Data supplied:
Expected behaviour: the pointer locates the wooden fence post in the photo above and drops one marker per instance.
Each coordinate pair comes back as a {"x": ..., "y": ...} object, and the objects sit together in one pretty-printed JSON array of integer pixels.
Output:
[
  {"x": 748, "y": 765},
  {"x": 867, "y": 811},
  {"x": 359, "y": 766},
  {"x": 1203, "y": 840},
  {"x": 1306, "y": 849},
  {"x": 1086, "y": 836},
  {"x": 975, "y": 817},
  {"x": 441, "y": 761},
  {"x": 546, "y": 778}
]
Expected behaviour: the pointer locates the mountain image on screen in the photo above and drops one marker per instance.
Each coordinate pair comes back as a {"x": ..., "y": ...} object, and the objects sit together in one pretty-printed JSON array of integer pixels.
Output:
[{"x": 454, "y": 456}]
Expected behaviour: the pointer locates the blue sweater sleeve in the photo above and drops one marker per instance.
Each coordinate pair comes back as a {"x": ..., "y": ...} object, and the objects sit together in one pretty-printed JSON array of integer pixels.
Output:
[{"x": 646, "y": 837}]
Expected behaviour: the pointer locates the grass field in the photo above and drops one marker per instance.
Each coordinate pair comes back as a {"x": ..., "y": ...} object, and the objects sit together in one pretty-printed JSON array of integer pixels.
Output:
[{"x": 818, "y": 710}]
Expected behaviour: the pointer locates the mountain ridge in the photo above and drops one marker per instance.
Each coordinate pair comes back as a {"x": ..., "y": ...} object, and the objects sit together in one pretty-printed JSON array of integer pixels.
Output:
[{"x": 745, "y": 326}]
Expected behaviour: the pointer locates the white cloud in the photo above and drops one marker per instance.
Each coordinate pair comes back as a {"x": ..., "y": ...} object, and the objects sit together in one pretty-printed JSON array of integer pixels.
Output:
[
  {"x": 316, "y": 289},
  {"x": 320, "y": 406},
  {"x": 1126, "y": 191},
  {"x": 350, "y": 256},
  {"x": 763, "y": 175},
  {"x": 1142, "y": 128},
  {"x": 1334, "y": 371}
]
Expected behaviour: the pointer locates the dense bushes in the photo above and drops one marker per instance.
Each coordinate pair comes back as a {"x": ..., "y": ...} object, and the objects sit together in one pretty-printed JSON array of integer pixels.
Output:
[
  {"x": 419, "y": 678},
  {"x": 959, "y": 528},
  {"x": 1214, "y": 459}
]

Your task:
Set all of the entries down again, exactly as they were given.

Written reply:
Expected behaviour: the pointer locates the wooden fence post in the photo above and drops one marker per instance.
Each coordinate pair comes back as a {"x": ..., "y": ...} object, and the objects sit together in one pretty-printed JSON array of integer pixels.
Output:
[
  {"x": 748, "y": 765},
  {"x": 867, "y": 811},
  {"x": 359, "y": 766},
  {"x": 1203, "y": 840},
  {"x": 1306, "y": 849},
  {"x": 1086, "y": 836},
  {"x": 975, "y": 817},
  {"x": 441, "y": 761},
  {"x": 546, "y": 778}
]
Expected behaviour: the pointer locates the mountain image on screen in the photo above and drops one marker per instance.
Each coordinate pair comes back as a {"x": ..., "y": ...} object, and the objects sit together in one pretty-printed JSON array of integer pixels.
Output:
[{"x": 454, "y": 456}]
Expected behaviour: the pointer locates the blue sweater sleeve in the photo above and drops one marker per instance.
Each coordinate pair comes back as a {"x": ..., "y": ...} object, and the objects sit together in one pretty-printed JSON array of integer pixels.
Output:
[{"x": 646, "y": 837}]
Expected behaviour: the pointer locates the grass field in the photo above and drops one marker per instance.
Each coordinate pair comes back as a {"x": ..., "y": ...} object, and the objects sit together in one pretty-printed JSON array of integer pixels.
Output:
[{"x": 818, "y": 710}]
Expected behaviour: the pointer locates the mountain ridge in the photo above and drops one marker per instance.
Each coordinate pair comes back as a {"x": ..., "y": ...} object, and the objects sit together in one pretty-printed JSON array of integer pixels.
Output:
[{"x": 745, "y": 326}]
Expected behaviour: the pointer locates the white cloud in the photo above and drops one marker per instance.
Each coordinate pair comes back as a {"x": ..., "y": ...} object, and the objects sit together in one pretty-printed JSON array of integer pixels.
Output:
[
  {"x": 316, "y": 289},
  {"x": 320, "y": 406},
  {"x": 1126, "y": 191},
  {"x": 350, "y": 256},
  {"x": 763, "y": 175},
  {"x": 1142, "y": 128},
  {"x": 1334, "y": 371}
]
Expected behaviour: the pointer locates the dense bushes in the photo above and drops one marker per instance.
Each coordinate pair comes back as a {"x": ..., "y": ...} object, and the objects sit together in one pretty-printed JSON array of integer pixels.
Output:
[
  {"x": 419, "y": 678},
  {"x": 959, "y": 528},
  {"x": 1214, "y": 459}
]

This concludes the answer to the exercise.